» **REQUIREMENTS**:
Rewrite the material from the line with "the red building" up to and including the line with "pixel 225 88", putting "brown building" in place of "red building" and leaving everything else unchanged.

(Dataset records)
------------------------
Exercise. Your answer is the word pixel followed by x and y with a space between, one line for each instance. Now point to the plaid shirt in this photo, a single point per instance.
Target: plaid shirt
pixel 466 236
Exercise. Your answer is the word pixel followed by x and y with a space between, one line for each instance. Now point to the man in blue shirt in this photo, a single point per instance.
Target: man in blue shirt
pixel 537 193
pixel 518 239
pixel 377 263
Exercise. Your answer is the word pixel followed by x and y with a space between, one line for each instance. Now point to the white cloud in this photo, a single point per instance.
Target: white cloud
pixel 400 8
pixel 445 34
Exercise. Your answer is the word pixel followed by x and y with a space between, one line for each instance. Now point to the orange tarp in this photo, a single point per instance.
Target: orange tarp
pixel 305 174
------------------------
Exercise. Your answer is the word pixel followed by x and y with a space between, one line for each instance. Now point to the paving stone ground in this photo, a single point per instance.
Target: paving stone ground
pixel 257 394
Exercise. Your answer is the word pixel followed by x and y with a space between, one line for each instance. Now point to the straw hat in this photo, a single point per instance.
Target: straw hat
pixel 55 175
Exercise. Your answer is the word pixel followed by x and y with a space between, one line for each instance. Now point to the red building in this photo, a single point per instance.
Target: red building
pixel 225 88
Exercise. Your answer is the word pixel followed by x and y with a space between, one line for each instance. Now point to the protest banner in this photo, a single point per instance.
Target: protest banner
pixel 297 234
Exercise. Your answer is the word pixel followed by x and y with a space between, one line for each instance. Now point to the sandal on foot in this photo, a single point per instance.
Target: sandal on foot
------------------------
» **RESULT BELOW**:
Exercise. Your answer is the word pixel followed by x and y with a space between, one line for each instance. Now point to the brown building in this photo, a single point per instance.
Target: brown building
pixel 225 88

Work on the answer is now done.